READING PASSAGE.
•••••

Performance Optimization

Tips and techniques for maximizing simulation performance.

Profiling Your Simulation

Before optimizing, identify bottlenecks:

from mechanics_dsl import PhysicsCompiler
from mechanics_dsl.utils.profiling import profile_simulation

compiler = PhysicsCompiler()
compiler.compile_dsl(source)

# Profile the simulation
with profile_simulation() as prof:
    solution = compiler.simulate(t_span=(0, 10))

# Print timing breakdown
prof.print_stats()

Typical output:

MechanicsDSL Profiling Report
=============================
Compilation:     0.234 s (12.3%)
Simulation:      1.567 s (82.4%)
  - RHS evals:   1.234 s (64.9%)
  - Integration: 0.333 s (17.5%)
Visualization:   0.100 s (5.3%)

Solver Selection

Choose the right integrator for your problem:

Solver

Best For

Notes

RK45

General purpose

Default, adaptive step

DOP853

High accuracy needs

8th order, fewer evals

LSODA

Unknown stiffness

Auto-switches methods

BDF

Stiff systems

Implicit, stable

Radau

Very stiff systems

Implicit, high order

Set solver in DSL:

\solve{DOP853}

Or in Python:

solution = compiler.simulate(t_span=(0, 10), method='DOP853')

Tolerance Tuning

Balance accuracy vs speed with tolerances:

# Faster but less accurate
solution = compiler.simulate(rtol=1e-3, atol=1e-6)

# Slower but very accurate
solution = compiler.simulate(rtol=1e-12, atol=1e-14)

Rule of thumb:

  • Visualization only: rtol=1e-3 is fine

  • Conservation checks: rtol=1e-6 to 1e-9

  • Research quality: rtol=1e-10 or tighter

Symbolic Simplification

Complex Lagrangians generate complex equations. Simplify:

compiler = PhysicsCompiler(simplify=True)  # Default

# For very complex systems, try aggressive simplification
compiler = PhysicsCompiler(simplify='aggressive')

•••••

(Dataset rows showing where objects appear)
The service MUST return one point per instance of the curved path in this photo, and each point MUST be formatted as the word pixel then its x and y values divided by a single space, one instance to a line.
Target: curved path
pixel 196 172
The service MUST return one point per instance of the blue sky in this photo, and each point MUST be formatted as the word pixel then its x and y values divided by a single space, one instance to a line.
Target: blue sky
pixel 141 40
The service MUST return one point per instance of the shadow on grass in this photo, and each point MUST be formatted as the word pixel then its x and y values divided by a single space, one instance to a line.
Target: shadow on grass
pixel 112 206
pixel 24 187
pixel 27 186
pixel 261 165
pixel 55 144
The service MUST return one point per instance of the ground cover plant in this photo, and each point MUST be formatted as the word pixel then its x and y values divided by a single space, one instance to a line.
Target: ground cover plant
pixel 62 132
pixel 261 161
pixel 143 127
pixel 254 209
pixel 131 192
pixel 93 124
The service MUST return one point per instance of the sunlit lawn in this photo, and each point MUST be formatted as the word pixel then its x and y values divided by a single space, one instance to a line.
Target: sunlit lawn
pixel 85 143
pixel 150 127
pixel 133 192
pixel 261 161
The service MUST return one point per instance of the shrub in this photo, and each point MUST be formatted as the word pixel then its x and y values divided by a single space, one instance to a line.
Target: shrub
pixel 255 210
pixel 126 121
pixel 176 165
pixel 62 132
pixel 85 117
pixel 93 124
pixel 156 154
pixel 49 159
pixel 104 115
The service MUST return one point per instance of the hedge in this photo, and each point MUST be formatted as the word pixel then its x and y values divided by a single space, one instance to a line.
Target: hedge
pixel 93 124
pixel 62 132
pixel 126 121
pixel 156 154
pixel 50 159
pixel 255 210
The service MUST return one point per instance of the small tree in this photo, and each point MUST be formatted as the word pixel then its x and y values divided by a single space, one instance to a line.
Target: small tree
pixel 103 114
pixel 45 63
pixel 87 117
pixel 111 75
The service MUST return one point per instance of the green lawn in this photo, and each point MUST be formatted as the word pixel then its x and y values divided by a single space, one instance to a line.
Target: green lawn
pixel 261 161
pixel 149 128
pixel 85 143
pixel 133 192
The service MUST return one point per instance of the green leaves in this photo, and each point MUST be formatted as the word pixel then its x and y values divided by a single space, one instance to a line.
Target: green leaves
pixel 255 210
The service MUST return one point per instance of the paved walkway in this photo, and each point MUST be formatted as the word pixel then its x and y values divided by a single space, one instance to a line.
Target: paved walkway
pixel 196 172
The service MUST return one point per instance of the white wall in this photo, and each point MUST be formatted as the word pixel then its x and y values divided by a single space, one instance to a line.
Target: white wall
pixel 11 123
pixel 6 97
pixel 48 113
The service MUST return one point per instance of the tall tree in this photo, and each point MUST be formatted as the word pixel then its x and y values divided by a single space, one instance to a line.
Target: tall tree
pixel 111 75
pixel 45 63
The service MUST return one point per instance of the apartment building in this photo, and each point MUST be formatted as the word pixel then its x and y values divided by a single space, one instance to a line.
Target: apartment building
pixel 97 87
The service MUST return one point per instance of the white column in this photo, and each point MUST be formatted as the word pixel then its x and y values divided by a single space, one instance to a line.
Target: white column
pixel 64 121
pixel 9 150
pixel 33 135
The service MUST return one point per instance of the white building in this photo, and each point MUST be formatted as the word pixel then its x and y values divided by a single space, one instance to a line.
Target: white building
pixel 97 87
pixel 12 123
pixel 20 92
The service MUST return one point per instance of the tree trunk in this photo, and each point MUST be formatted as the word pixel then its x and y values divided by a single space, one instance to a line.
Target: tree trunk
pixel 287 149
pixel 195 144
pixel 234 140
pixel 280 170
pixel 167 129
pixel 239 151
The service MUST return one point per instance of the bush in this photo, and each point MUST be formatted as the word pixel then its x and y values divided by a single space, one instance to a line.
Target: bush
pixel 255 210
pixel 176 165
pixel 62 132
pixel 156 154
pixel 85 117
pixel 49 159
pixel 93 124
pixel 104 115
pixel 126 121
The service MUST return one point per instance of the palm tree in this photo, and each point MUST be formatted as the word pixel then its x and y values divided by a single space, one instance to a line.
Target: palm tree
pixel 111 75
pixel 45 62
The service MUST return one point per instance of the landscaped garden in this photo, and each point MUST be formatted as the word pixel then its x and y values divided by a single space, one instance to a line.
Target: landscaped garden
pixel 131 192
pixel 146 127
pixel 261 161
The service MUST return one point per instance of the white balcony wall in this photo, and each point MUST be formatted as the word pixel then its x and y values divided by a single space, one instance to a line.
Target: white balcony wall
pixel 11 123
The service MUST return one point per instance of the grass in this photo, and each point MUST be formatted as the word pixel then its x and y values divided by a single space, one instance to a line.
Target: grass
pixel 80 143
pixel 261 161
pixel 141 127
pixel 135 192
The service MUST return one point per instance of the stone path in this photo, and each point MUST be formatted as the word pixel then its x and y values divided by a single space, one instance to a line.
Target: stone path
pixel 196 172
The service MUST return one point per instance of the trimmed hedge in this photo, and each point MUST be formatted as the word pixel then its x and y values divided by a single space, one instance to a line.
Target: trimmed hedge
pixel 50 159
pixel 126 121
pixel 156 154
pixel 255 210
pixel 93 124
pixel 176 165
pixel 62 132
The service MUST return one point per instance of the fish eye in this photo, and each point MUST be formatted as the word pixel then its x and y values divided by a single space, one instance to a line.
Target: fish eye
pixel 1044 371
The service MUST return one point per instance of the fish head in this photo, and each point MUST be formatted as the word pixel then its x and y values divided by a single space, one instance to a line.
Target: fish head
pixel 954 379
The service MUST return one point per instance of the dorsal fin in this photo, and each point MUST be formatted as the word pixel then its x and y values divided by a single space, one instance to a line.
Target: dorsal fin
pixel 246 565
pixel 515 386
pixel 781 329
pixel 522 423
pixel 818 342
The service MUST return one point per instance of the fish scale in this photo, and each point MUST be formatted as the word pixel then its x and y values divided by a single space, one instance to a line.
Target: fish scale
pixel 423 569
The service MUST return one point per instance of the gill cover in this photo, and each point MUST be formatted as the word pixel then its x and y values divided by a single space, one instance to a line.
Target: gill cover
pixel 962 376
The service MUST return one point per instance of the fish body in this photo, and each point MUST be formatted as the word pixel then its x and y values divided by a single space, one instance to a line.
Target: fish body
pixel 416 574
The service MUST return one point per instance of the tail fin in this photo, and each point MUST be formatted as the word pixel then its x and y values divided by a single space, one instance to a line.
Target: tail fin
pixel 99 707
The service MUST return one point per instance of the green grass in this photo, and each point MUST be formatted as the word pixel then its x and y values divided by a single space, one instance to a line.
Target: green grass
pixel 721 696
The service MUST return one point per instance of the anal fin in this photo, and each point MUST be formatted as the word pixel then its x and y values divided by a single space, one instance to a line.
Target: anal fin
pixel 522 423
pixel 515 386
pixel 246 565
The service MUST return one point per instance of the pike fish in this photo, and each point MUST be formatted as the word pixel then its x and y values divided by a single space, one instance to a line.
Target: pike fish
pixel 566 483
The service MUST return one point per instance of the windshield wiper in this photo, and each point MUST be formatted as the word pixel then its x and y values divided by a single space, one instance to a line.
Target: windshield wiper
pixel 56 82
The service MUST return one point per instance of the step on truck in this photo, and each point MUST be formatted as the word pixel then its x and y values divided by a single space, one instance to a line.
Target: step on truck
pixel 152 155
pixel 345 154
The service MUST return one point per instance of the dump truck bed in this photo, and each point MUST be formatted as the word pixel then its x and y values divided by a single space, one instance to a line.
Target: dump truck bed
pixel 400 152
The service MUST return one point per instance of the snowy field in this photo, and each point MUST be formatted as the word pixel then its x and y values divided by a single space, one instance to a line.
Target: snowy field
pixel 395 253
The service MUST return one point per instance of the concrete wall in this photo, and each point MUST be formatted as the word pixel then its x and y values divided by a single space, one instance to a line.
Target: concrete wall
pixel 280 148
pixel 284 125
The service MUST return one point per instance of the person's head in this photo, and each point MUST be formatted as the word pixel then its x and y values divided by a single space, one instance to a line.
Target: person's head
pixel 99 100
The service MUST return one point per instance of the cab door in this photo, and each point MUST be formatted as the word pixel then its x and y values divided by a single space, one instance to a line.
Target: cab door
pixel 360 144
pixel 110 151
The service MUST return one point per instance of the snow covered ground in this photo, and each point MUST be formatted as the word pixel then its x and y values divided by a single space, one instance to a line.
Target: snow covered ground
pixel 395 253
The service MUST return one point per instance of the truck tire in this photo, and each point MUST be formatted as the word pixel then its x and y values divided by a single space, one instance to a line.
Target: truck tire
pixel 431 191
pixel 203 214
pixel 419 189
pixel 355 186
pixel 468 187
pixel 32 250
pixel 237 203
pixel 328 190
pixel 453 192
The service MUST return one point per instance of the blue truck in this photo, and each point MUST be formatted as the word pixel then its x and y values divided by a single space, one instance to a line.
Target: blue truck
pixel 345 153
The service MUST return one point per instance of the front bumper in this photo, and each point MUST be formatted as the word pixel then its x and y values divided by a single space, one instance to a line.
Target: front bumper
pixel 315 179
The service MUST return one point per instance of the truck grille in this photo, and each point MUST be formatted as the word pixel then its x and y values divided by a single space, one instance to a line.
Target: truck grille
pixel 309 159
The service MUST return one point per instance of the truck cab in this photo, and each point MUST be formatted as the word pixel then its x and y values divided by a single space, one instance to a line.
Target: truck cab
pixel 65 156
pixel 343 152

•••••

TASKS AND EXERCISES.
#1 Summarize the performance optimization guide in three sentences.
#2 Extend the performance optimization guide past its final line.

SOLVED TASKS.
#1 The guide advises profiling a simulation with profile_simulation before optimizing, and its sample report shows most of the time going to simulation, especially RHS evaluations. It matches solvers to problem types: RK45 for general purpose, DOP853 for high accuracy, LSODA for unknown stiffness, and BDF and Radau for stiff and very stiff systems, set with \solve in the DSL or the method argument in Python. It also recommends adjusting rtol and atol to balance accuracy against speed, and using symbolic simplification, with an aggressive option for very complex systems.

#2
This calls SymPy’s simplification routines which may take longer but produce faster runtime code.

Caching

Enable equation caching to avoid recompilation:

from mechanics_dsl.utils.caching import enable_cache

enable_cache(max_size=100)  # Cache last 100 compilations

# First call compiles
compiler.compile_dsl(source)  # ~0.5s

# Subsequent calls use cache
compiler.compile_dsl(source)  # ~0.01s

C++ Code Generation

For maximum performance, generate native code:

# Generate and compile C++
compiler.compile_to_cpp("simulation.cpp", compile_binary=True)

Typical speedups: 10-100x faster than Python.

See codegen/cpp for details.

Parallelization

For N-body or SPH simulations, use OpenMP:

compiler.compile_to_cpp("simulation.cpp", target="openmp")

Run with multiple threads:

export OMP_NUM_THREADS=8
./simulation

Memory Efficiency

For long simulations, avoid storing every time point:

# Store fewer points
solution = compiler.simulate(
    t_span=(0, 1000),
    num_points=1000  # Instead of default 10000
)

Or use dense output for interpolation:

solution = compiler.simulate(dense_output=True)

# Evaluate at any time
state_at_50 = solution.sol(50.0)

Common Performance Issues

Issue: Simulation slows down over time

  • Check for energy divergence (numerical instability)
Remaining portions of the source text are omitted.